[start of Exercise materials]

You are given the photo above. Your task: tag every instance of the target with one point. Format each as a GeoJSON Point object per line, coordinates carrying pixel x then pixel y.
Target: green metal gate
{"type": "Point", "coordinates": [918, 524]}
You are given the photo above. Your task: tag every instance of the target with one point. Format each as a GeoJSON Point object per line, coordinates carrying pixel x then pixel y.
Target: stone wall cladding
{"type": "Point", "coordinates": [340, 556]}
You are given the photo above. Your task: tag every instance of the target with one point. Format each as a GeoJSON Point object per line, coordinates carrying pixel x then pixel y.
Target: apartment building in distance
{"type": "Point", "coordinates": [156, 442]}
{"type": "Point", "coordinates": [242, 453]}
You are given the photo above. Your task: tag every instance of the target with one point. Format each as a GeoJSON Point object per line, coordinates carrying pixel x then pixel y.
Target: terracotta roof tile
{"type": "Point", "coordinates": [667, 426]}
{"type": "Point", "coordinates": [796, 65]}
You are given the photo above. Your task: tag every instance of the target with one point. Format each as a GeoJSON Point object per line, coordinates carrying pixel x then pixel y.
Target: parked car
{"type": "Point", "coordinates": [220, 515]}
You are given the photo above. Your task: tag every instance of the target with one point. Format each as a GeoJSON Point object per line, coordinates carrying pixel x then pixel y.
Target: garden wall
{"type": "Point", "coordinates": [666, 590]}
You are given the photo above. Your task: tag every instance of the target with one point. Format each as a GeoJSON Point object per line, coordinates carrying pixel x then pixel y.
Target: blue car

[end of Exercise materials]

▸ **Exercise requirements**
Edit the lines above so that "green metal gate" becomes "green iron gate", keeping everything else identical.

▸ **Full response**
You are given the photo above. Your task: tag every instance of the target with one point. Format each as a GeoJSON Point object per line, coordinates carrying pixel x then pixel y.
Target: green iron gate
{"type": "Point", "coordinates": [918, 524]}
You are given the photo above. Your task: tag every instance of the target with one point. Format each as a GeoJSON Point object per line, coordinates carrying pixel x then pixel y.
Target: stone wall cladding
{"type": "Point", "coordinates": [340, 556]}
You are given the photo above. Your task: tag every instance of the target with one point. Format each as a GeoJSON Point object per line, coordinates carrying pixel x then pixel y.
Target: apartment building in distance
{"type": "Point", "coordinates": [156, 442]}
{"type": "Point", "coordinates": [242, 453]}
You are given the photo above. Your task: tag every instance of the target with one point. Format each as a GeoJSON Point object per line, coordinates carrying pixel x then pixel y.
Target: terracotta roof tile
{"type": "Point", "coordinates": [667, 426]}
{"type": "Point", "coordinates": [796, 65]}
You are given the photo above. Your task: tag every instance of the target with one point. Format each as a GeoJSON Point object per line, coordinates carrying pixel x then pixel y.
Target: parked car
{"type": "Point", "coordinates": [220, 515]}
You are given the photo above. Your task: tag every instance of the target with one point. Format each as a GeoJSON Point object per line, coordinates carrying pixel x then pixel y.
Target: garden wall
{"type": "Point", "coordinates": [666, 590]}
You are given the photo above. Your task: tag every instance of the target with one point. Format each as a GeoJSON Point object per line, coordinates carrying pixel x then pixel y.
Target: blue car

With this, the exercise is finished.